所给文本 -
((
# 对 HuggingFace 公开大模型的数据分析

最受用户喜欢的文本生成模型是怎样的？

# 数据爬取

Hugging Face 仅提供 100 页（每页30个模型）的数据供浏览，也即 3000 个模型，但存放的数据远比这个多（截至2024.12.15有 1,201,412 个模型）。

因此爬取全站的模型是不可行的，哪怕将范围拉到最近7天内的文本生成模型，就有超过 3000 个模型。因此，我们的爬取策略转换为

- 爬取前 3000 个最受用户喜欢的文本生成模型

对其进行数据分析。

In [3]:
import requests
import json
import os
from typing import List
# this url was reverse engineered
base_url = "https://huggingface.co/models-json"

def get_single_page_models(p) -> List[dict]:
    '''30 models per page'''
    assert 0 <= p <= 99, 'page must be positive and less than or equal to 99'
    models = []
    cache_path = f'cache/models_page_{p}.json'
    # read from cache if exists
    if os.path.exists(cache_path):
        with open(cache_path, 'r') as f:
            models = json.load(f)
    else:
        resp = requests.get(base_url, params={"p": p,
                                              "sort": "likes",
                                              "pipeline_tag": "text-generation",
                                              "withCount": True    # default true
                                              })
        models = resp.json().get('models', [])
))
根据上文关于 HuggingFace 大模型数据分析的文本，回答以下问题：
1. 截至2024年12月15日，Hugging Face 上存放了多少个模型？
2. 调整后的爬取策略是爬取哪些模型？
3. 代码中的 base_url 是什么地址？

行列表 -
((
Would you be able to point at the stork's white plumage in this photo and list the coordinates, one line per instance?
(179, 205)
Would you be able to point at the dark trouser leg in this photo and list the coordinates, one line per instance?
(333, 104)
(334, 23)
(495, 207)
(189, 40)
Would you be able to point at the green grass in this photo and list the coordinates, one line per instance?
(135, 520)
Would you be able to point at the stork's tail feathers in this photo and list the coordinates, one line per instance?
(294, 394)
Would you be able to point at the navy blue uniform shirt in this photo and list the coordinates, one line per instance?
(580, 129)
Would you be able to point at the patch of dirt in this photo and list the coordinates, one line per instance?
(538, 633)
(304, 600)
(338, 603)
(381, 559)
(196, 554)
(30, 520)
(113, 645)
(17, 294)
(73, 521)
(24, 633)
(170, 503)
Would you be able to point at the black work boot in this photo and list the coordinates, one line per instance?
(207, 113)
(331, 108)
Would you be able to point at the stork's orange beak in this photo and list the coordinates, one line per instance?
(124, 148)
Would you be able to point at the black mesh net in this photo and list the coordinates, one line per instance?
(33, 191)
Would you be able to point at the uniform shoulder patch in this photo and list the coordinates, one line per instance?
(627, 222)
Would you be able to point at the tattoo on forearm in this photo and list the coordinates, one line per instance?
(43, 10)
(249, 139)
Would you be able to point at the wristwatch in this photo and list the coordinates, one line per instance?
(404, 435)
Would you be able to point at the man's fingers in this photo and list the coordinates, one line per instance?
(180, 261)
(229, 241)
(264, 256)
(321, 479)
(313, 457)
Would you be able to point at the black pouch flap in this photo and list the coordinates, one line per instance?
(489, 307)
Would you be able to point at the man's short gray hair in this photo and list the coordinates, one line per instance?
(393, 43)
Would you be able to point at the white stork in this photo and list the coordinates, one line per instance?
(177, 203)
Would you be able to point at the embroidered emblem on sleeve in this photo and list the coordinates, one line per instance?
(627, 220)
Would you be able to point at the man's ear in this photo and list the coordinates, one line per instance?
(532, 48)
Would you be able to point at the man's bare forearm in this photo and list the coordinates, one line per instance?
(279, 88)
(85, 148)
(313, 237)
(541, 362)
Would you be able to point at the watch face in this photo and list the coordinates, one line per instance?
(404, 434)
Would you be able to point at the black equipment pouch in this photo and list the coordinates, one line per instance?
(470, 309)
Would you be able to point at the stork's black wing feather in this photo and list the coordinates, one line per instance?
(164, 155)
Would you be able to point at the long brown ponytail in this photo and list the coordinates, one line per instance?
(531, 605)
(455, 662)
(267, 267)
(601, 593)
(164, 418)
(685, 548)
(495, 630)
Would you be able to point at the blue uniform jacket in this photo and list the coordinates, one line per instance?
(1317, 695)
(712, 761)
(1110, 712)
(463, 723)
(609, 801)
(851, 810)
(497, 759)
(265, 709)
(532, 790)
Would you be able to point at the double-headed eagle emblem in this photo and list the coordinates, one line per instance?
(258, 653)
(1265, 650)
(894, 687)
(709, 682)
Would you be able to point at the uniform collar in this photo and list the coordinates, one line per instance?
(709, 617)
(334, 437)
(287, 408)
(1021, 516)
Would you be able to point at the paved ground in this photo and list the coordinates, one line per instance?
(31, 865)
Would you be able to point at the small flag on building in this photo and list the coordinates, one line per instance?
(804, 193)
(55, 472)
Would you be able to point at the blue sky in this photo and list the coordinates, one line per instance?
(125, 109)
))
本题答案 -
1. 1,201,412 个模型。
2. 前 3000 个最受用户喜欢的文本生成模型。
3. https://huggingface.co/models-json